* _PASSAGE PROVIDED_:
>>>>>
UAE-based leading property developer, Nakheel is reportedly considering the sale of its district cooling assets, as real estate firms in the country sell assets amid the coronavirus downturn.
According to reliable sources, Nakheel, the developer of the emirate’s palm-shaped islands, has hired US-based financial advisory Synergy Consulting to oversee the process. Synergy did not respond to a request for comment, and Nakheel has declined to comment about the deal.
Dubai-listed National Central Cooling Co (Tabreed) and Emirates Central Cooling Systems Corp (Empower) have expressed interest in Nakheel’s deal, the sources added. Tabreed said in a statement, that as a listed company it cannot comment on market rumors or speculation and requests for comment were not immediately addressed by Empower.
The contract, which could be worth about $272 million (one billion dirhams), is structured as a 30-year concession agreement, according to one of the sources.
District cooling companies deliver chilled water to offices, as well as industrial and residential buildings, through insulated pipes. Nakheel’s district cooling assets include 20 units around Dubai with a total refrigeration capacity of 100,000 to 120,000 tonnes.
Separately, Dubai is considering selling a stake in the cooling system operations at Dubai International Airport and has hired Standard Chartered to arrange the process, sources familiar with the matter said.
As per the reports, the pandemic hit Dubai’s real estate market, which had been sluggish for much of the previous decade, causing many foreign workers to flee and worsening oversupply.
Dubai’s largest developer, Emaar Properties has sold a stake in its downtown cooling business for $675 million last year, while Aldar Properties in Abu Dhabi has agreed to sell two district cooling assets in December.
<<<<<
* _STORED DATA_:
>>>>>
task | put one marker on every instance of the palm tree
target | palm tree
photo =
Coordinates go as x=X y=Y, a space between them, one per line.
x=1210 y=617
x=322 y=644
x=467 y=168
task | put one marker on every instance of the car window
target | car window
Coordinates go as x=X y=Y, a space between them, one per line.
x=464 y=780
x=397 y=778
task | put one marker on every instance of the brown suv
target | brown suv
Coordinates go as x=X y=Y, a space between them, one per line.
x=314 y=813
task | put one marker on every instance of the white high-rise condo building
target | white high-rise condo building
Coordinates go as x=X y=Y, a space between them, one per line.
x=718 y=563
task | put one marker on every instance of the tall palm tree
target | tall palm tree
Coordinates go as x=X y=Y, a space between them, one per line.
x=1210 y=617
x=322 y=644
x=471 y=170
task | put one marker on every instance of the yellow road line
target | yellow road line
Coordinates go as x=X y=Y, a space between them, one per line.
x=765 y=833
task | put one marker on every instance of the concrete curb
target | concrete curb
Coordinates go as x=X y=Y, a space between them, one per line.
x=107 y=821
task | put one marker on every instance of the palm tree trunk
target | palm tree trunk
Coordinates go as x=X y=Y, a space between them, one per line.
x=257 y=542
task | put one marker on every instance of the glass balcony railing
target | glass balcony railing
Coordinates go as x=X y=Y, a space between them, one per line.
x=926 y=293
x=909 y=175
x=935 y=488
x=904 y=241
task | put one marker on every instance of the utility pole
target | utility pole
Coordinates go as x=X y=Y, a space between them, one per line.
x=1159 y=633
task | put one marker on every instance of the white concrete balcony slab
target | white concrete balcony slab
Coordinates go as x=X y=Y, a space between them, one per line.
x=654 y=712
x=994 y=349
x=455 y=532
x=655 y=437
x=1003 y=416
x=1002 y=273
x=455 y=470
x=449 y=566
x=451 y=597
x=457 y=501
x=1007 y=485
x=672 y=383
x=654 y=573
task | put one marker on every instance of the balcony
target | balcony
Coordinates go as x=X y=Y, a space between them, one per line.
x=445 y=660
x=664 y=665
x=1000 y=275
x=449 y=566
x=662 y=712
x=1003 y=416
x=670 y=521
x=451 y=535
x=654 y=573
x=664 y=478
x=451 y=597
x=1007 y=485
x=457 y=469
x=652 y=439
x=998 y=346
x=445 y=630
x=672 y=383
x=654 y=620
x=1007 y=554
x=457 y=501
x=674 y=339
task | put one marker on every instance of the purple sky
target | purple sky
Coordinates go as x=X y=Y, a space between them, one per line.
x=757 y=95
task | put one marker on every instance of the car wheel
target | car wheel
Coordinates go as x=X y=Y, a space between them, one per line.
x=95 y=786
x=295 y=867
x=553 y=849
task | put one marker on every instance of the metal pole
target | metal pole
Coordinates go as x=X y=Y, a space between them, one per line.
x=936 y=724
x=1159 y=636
<<<<<
* _EXERCISE INSTRUCTIONS_: In the article on Nakheel's cooling assets, rewrite the stretch from "Dubai-listed National Central" through "to 120,000 tonnes.", replacing "insulated pipes" with "underground pipes". These items come from a separate source.

* _EXPECTED OUTPUT_:
Dubai-listed National Central Cooling Co (Tabreed) and Emirates Central Cooling Systems Corp (Empower) have expressed interest in Nakheel’s deal, the sources added. Tabreed said in a statement, that as a listed company it cannot comment on market rumors or speculation and requests for comment were not immediately addressed by Empower.
The contract, which could be worth about $272 million (one billion dirhams), is structured as a 30-year concession agreement, according to one of the sources.
District cooling companies deliver chilled water to offices, as well as industrial and residential buildings, through underground pipes. Nakheel’s district cooling assets include 20 units around Dubai with a total refrigeration capacity of 100,000 to 120,000 tonnes.